### PROBLEM TO SOLVE
Exactly as written, restate the material below from its first line through the line containing "x=29, y=308", and stop there.

### RECORDED INFORMATION
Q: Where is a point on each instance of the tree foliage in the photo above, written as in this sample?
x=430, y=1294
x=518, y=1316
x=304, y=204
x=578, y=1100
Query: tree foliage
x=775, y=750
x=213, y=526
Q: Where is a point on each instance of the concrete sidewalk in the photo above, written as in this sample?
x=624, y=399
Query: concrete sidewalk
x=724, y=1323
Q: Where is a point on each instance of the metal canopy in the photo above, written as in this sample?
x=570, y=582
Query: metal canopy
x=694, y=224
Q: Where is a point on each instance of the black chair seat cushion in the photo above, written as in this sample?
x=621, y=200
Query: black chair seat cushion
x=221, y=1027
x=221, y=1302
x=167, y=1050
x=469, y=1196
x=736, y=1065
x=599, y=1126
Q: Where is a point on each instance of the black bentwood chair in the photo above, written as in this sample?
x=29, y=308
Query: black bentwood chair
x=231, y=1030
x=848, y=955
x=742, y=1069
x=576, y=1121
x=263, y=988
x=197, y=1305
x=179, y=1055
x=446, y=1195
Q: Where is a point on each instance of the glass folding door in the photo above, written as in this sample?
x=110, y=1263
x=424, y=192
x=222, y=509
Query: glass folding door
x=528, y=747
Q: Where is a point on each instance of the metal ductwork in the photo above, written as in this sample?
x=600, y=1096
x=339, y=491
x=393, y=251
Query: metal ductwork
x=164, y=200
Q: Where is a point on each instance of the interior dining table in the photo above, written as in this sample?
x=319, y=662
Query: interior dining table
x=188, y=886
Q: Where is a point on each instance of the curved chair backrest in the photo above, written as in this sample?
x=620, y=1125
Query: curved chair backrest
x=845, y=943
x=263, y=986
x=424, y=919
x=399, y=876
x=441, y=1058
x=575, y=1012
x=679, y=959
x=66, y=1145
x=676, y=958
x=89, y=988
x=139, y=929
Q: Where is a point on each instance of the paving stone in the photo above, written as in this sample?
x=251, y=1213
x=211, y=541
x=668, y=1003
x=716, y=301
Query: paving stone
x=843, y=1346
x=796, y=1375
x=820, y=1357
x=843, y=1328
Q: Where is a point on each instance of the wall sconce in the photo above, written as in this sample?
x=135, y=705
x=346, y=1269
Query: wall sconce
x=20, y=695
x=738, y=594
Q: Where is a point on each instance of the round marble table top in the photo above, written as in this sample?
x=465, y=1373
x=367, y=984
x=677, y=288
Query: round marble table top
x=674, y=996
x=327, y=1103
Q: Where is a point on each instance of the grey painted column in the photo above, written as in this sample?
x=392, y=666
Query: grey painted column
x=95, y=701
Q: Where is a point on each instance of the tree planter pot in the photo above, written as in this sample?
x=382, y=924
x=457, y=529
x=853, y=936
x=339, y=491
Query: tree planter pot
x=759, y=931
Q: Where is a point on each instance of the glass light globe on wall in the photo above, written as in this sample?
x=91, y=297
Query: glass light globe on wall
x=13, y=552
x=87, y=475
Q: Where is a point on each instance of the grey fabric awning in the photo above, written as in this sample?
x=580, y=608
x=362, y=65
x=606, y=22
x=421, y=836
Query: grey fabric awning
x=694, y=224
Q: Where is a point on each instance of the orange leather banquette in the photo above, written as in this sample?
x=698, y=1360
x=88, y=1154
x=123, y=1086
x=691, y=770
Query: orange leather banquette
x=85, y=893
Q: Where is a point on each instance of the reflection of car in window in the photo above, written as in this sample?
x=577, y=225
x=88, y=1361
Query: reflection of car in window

### EXERCISE OUTPUT
Q: Where is a point on each instance of the tree foliage in the photo above, written as in this sample?
x=430, y=1294
x=518, y=1316
x=304, y=204
x=578, y=1100
Query: tree foliage
x=775, y=750
x=213, y=526
Q: Where is a point on each instance of the concrete sidewalk in the photo above, written as in this sample?
x=624, y=399
Query: concrete sidewalk
x=724, y=1323
Q: Where is a point on each instance of the metal canopy in the photo above, written as in this sample?
x=570, y=582
Query: metal canopy
x=694, y=224
Q: Where is a point on each instance of the black chair seat cushion in the photo above, written as in this sample?
x=621, y=200
Query: black chair seat cushion
x=221, y=1027
x=221, y=1302
x=167, y=1050
x=469, y=1196
x=736, y=1065
x=599, y=1126
Q: Where is a point on each instance of the black bentwood chair in the photo above, written as in this sample?
x=29, y=308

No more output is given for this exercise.